'''
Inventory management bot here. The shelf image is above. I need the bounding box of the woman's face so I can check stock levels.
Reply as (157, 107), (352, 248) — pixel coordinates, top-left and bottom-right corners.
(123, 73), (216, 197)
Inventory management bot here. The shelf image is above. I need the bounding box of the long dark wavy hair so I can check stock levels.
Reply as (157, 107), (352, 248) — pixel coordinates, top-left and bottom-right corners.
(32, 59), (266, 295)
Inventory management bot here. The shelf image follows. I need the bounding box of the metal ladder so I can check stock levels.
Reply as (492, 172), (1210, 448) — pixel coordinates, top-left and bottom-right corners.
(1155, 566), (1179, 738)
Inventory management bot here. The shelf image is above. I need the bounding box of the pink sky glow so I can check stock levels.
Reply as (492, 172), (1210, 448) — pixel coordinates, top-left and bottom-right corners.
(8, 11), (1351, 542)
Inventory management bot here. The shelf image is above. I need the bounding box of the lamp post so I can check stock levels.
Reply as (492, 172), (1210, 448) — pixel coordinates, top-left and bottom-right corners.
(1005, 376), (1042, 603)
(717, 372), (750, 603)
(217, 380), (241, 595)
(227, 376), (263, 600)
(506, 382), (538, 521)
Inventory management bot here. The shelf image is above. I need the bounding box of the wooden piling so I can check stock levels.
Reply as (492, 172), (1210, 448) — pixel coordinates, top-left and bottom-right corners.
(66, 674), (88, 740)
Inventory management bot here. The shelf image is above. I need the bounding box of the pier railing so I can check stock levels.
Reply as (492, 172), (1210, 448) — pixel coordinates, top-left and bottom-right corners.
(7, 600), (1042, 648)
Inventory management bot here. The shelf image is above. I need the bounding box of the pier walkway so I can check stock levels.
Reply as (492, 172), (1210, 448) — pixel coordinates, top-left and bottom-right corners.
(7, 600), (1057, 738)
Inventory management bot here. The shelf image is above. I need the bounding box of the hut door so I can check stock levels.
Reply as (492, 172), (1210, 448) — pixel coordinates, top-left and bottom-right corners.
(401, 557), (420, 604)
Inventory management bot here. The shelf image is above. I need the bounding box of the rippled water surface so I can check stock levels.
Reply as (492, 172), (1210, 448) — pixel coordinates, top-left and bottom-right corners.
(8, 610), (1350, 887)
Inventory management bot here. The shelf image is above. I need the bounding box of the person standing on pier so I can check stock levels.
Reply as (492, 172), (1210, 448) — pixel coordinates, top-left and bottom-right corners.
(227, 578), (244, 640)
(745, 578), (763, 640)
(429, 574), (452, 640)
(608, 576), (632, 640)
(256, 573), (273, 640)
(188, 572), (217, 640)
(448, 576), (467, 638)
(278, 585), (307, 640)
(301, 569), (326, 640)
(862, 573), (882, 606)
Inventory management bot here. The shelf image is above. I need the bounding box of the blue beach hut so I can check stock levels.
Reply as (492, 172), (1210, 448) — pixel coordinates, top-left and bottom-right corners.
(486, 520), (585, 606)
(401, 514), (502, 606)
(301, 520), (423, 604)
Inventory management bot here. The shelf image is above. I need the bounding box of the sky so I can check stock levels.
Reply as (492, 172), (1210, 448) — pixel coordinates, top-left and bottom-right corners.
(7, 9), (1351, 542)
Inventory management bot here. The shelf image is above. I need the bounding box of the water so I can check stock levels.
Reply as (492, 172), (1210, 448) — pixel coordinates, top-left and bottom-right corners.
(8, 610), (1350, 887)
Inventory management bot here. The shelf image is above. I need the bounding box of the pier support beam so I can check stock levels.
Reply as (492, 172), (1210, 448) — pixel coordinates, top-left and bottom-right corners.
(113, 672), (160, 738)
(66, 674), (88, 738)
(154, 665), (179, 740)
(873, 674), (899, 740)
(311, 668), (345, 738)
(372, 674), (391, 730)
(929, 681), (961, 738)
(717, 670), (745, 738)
'''
# [Brief]
Copy all of the records above word for word.

# [Answer to the task]
Inventory management bot here. The shelf image is above. I need the bounding box of the woman's face so I can check stock levels.
Reply as (157, 107), (352, 248) — pixel coordinates, top-left and bottom-right corners.
(123, 73), (216, 197)
Inventory management bot here. The shelf image is above. I need the bounding box of the long dark wavy hair so I can check stock levels.
Reply as (157, 107), (352, 248) — pixel coordinates, top-left and bottom-right corners.
(32, 59), (266, 295)
Inventory management bot here. The shelf image follows. I need the bounding box of the metal ladder so I can check stock levels.
Reply as (492, 172), (1210, 448) — pixel coordinates, top-left and bottom-right corners.
(1155, 566), (1179, 738)
Inventory management bot here. The shelf image is above. I need the bounding box of the pink sky glow so I can check stock levels.
Reply as (492, 172), (1210, 448) — pixel coordinates, top-left and bottom-right corners.
(8, 11), (1351, 542)
Inventory management bot here. The shelf image is above. I need the bounding box of the lamp post so I can check stock levels.
Reply as (492, 172), (1210, 448) — pixel coordinates, top-left and bottom-right corners.
(1005, 376), (1042, 603)
(717, 372), (750, 603)
(217, 380), (241, 595)
(227, 376), (263, 600)
(506, 382), (538, 521)
Inventory management bot here. The shelf image is above. I need the bounding box of the wooden piling so I can check stock levels.
Reply as (492, 172), (1210, 448) — pixel coordinates, top-left and bottom-right corners.
(66, 674), (88, 740)
Inventory management bot here. The shelf image is above. I need the bounding box of the pier railing so I can check stock levels.
Reply as (492, 172), (1210, 448) — pixel coordinates, top-left and bottom-right corners.
(7, 600), (1042, 648)
Inventory management bot here. The shelf image is above. I need the bounding box of the pier walkway so I can check stock levels.
Reply as (492, 172), (1210, 448) — pixel coordinates, top-left and bottom-right corners.
(7, 600), (1057, 738)
Inventory management bot here. The shelf image is above. I need the bounding box of the hut door so I can check stock levels.
Reply as (492, 172), (1210, 448) — pixel coordinates, top-left and bottom-right corners.
(401, 557), (420, 604)
Inventory management bot here. The shelf image is above. I need the bounding box of the rippled water surface so I can check stock levels.
Reply as (492, 172), (1210, 448) — pixel coordinates, top-left and bottom-right corners.
(8, 610), (1350, 887)
Inventory management bot here. The shelf image is above. I need the bounding box of the person standing on pier so I can check stock levels.
Reply as (492, 172), (1210, 448) — pixel coordinates, top-left and bottom-right corners.
(227, 578), (244, 640)
(745, 578), (763, 640)
(429, 574), (452, 640)
(608, 576), (632, 640)
(256, 573), (273, 640)
(188, 572), (217, 640)
(448, 576), (467, 638)
(278, 585), (307, 640)
(301, 569), (326, 640)
(862, 573), (882, 606)
Inventory management bot here. The shelf image is above. I need the bounding box of the blue beach hut so I can check stock levels.
Reply as (492, 172), (1210, 448) — pixel coordinates, top-left and bottom-right corners.
(486, 520), (585, 606)
(401, 514), (502, 606)
(301, 520), (423, 604)
Inventory management bot here. The shelf image is above. I need the bounding box of the sky so I can check stock levels.
Reply as (492, 172), (1210, 448) — pixel coordinates, top-left and bottom-right corners.
(7, 9), (1351, 542)
Inventory management bot here. The shelf image is above. I need the bounding box of the water so I can check stock levels.
Reply as (492, 172), (1210, 448) — pixel coordinates, top-left and bottom-right corners.
(8, 610), (1350, 887)
Inventory management bot here. The shelf image is above. I need the bounding box of the pier support beam so I can check stock levels.
Reply as (492, 172), (1210, 448) — pixel coordinates, top-left and bottom-right corners.
(113, 672), (160, 738)
(66, 674), (88, 738)
(154, 665), (179, 740)
(873, 674), (899, 740)
(311, 668), (345, 738)
(372, 674), (391, 730)
(929, 681), (961, 738)
(717, 670), (745, 738)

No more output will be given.